▶ _Rows from a dataset_:
---

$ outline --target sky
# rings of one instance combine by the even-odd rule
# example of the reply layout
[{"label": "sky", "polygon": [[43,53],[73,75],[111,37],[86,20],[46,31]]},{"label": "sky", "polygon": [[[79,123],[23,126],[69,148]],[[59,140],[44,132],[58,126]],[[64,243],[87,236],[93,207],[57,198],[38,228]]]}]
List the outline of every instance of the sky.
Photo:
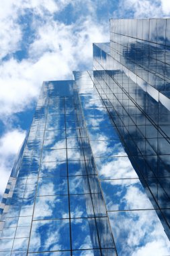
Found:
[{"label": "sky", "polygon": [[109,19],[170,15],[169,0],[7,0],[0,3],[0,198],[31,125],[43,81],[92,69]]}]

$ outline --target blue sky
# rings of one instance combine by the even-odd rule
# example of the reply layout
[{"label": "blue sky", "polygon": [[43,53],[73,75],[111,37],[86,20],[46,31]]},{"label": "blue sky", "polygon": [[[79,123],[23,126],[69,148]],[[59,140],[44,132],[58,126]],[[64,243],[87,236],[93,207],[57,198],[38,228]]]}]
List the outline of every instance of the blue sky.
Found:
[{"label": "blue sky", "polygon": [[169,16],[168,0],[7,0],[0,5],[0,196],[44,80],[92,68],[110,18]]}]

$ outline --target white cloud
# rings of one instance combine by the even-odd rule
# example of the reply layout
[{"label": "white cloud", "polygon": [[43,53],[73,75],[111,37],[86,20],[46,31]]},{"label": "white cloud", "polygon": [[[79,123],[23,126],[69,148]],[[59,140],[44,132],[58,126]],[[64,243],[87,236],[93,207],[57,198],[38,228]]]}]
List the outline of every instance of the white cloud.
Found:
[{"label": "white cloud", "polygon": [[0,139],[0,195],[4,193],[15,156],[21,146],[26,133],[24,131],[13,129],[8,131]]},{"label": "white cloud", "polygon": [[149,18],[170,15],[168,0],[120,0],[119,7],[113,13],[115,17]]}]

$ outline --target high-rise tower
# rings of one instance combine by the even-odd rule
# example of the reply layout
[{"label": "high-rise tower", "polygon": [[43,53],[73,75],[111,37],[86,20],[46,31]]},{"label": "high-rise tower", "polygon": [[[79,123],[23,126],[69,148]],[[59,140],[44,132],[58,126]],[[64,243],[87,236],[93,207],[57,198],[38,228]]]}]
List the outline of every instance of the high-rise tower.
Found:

---

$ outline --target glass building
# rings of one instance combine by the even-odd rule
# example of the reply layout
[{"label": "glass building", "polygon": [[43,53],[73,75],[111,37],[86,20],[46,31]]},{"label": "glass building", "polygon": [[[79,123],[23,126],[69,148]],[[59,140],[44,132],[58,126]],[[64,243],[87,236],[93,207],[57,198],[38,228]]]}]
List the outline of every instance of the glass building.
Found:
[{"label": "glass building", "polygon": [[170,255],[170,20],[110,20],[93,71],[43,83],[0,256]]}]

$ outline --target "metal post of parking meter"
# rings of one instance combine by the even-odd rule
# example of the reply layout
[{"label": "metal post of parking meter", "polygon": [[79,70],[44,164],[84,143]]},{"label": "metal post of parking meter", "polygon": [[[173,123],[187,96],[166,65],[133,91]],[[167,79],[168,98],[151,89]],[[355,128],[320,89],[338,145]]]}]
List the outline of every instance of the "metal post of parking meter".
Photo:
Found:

---

▶ _Requirements_: Give only the number of lines in the data above that contain the string "List", with matching case.

▶ _Exercise result_: 6